What you will do — Filter the material below down to the lines with the word "mask" and give those lines.

-- Given records follows --

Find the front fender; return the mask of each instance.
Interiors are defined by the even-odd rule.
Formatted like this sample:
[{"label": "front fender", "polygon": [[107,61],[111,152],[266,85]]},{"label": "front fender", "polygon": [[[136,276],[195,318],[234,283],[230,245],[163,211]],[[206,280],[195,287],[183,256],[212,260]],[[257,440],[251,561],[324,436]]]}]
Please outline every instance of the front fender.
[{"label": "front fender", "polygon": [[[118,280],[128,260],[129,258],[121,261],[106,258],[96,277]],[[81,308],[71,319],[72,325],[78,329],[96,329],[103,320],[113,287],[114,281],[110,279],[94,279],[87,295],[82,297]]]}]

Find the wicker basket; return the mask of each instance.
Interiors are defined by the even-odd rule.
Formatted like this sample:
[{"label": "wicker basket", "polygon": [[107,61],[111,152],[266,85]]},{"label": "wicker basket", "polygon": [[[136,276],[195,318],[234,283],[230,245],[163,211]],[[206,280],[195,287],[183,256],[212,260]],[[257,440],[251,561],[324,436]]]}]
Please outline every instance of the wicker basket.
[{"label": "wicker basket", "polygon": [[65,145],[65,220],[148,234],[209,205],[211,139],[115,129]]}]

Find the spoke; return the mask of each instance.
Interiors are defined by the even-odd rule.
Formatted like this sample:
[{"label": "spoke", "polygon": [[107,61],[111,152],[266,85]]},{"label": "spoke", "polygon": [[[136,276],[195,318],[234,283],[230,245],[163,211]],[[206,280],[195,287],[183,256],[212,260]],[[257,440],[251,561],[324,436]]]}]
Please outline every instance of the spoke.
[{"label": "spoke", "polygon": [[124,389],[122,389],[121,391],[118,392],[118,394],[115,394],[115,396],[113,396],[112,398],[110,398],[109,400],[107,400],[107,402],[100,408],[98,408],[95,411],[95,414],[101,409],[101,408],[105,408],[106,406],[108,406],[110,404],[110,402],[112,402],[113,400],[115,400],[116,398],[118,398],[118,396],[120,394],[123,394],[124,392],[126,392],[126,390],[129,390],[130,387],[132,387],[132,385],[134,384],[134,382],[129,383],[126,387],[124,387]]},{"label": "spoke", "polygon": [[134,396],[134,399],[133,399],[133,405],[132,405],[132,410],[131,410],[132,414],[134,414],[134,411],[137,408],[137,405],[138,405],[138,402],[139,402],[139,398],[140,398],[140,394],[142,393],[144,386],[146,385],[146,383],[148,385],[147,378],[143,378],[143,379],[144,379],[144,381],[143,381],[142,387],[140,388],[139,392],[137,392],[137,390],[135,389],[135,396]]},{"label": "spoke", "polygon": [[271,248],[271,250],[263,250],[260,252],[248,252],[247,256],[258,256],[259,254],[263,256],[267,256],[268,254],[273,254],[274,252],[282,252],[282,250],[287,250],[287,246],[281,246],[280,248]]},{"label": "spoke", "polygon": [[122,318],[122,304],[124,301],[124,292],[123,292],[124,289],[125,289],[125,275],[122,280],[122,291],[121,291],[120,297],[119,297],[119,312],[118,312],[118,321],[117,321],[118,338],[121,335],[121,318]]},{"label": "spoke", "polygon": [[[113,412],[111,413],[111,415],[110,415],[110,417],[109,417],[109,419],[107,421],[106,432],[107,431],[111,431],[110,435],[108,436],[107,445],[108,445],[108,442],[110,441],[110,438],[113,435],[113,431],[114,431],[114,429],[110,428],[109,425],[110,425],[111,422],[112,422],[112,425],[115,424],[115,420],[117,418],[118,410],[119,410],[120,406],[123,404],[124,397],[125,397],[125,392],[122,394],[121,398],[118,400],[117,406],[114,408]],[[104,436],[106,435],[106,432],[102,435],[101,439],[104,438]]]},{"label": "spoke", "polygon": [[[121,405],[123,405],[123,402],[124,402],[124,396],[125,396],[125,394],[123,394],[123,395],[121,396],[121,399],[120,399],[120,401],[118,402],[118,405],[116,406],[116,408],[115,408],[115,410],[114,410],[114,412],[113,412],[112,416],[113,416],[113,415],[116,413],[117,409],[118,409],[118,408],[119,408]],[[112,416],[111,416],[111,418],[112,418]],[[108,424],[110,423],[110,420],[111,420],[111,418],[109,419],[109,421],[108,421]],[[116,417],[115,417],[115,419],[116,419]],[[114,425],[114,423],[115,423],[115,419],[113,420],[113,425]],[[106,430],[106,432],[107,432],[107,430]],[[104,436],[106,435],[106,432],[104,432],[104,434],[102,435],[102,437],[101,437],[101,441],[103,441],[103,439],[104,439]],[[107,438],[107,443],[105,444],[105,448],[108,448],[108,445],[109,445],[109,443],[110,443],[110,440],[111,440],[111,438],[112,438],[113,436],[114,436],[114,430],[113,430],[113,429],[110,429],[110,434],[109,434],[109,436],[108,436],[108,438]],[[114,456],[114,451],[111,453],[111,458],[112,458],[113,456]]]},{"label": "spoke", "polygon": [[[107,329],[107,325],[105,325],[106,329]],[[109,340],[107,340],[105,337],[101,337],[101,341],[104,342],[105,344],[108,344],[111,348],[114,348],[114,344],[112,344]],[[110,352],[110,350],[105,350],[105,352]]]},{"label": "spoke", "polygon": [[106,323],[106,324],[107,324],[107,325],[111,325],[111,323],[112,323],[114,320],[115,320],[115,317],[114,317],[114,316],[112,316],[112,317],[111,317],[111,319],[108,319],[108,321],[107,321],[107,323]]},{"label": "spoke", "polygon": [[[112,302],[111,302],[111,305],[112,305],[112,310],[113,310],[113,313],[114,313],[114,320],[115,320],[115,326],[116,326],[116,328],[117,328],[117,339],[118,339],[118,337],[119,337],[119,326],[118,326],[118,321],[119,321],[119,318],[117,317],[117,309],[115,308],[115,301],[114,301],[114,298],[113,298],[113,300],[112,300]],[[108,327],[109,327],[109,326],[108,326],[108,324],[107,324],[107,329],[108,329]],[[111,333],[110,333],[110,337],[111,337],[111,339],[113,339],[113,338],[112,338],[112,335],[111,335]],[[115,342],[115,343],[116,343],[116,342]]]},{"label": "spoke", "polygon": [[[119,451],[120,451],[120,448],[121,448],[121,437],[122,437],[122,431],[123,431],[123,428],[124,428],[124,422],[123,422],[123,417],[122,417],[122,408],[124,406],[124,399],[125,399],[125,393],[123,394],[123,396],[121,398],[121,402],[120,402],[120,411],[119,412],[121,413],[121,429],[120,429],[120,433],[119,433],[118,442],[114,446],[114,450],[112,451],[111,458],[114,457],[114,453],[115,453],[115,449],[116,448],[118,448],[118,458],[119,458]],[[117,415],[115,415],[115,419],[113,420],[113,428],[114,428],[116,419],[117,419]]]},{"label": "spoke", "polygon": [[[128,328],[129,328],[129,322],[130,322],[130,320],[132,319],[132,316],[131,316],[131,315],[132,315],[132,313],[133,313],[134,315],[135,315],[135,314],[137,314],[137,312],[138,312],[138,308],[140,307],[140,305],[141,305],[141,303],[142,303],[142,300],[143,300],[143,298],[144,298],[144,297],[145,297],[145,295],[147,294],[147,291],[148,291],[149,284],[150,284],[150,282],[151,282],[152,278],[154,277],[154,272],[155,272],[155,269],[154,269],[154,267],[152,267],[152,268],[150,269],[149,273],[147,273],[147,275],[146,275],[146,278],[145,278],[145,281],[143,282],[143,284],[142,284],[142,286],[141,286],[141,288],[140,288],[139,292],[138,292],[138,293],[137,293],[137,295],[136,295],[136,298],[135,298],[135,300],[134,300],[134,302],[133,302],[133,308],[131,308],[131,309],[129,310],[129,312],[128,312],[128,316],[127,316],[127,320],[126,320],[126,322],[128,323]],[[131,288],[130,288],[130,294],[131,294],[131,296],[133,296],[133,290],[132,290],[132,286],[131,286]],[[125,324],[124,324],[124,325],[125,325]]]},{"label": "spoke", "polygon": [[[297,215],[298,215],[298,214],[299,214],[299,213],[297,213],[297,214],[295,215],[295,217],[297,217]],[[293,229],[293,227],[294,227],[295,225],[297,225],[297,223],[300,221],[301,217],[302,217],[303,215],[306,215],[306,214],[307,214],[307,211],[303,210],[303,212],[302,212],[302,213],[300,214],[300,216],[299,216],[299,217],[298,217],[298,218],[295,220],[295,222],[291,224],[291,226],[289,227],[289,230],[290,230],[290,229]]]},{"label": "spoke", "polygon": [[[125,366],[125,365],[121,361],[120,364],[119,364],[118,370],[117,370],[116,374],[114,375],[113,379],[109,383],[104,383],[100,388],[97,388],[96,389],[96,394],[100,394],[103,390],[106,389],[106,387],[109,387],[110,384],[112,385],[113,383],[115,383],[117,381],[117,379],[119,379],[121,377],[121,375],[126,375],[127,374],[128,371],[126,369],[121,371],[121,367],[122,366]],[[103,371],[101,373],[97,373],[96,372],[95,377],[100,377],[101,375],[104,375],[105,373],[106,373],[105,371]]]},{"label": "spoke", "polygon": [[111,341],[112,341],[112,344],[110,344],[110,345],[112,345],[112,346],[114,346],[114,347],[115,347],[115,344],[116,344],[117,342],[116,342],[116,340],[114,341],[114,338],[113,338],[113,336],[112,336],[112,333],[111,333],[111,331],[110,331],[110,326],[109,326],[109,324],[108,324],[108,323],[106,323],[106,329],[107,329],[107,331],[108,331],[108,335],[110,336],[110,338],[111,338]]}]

-- Given records concluded --

Response area —
Find the front fender; return the mask of each instance.
Find the wicker basket; return the mask of each instance.
Find the spoke; return the mask of each instance.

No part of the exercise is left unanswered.